WHAT IS NEEDED - Locate each line of the listing below that contains the word "Target" and copy those lines.

***** INPUT FOR THIS TASK *****

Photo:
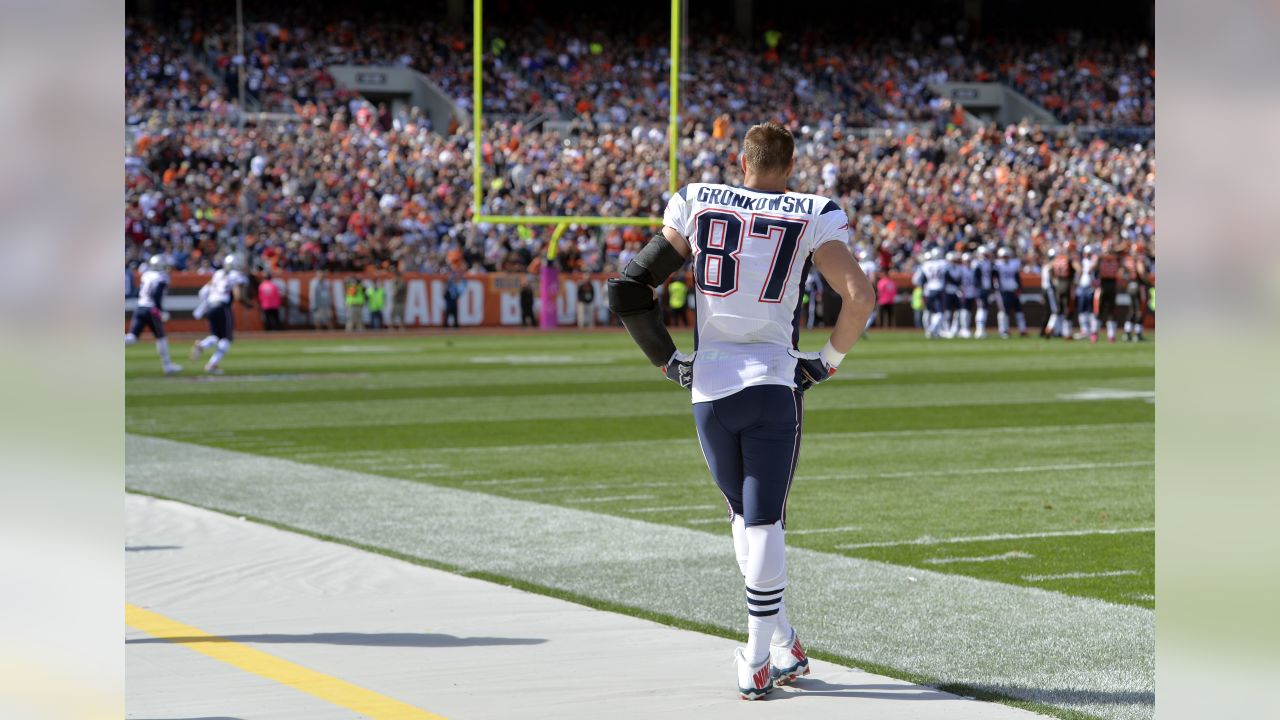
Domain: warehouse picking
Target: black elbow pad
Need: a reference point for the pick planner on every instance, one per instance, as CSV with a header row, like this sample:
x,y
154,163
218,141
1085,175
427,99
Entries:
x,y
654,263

*****
***** INPUT FOR THIS TASK *****

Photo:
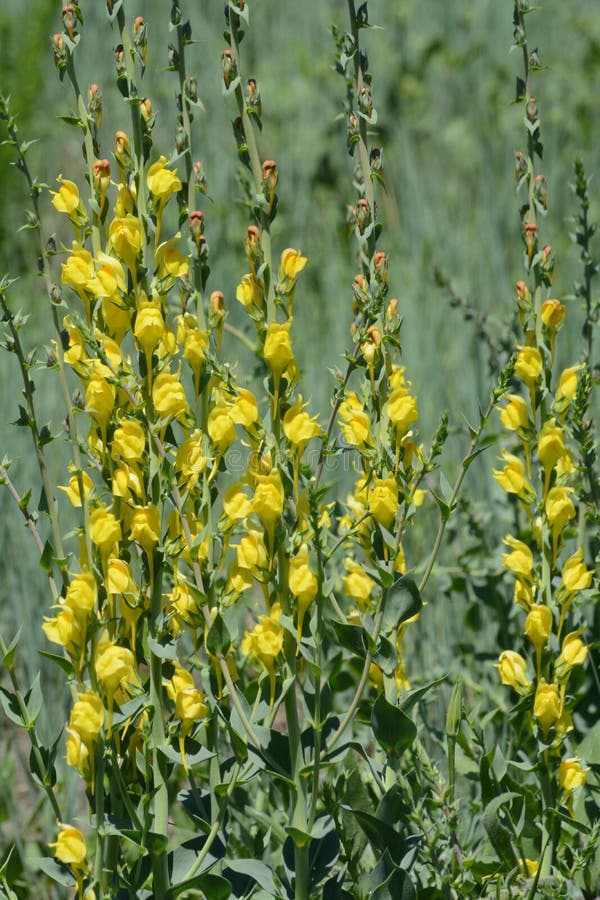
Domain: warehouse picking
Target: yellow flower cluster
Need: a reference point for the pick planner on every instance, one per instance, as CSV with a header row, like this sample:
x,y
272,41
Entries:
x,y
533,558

*****

FINAL RESULT -
Target: black elbow pad
Target: yellow flower cluster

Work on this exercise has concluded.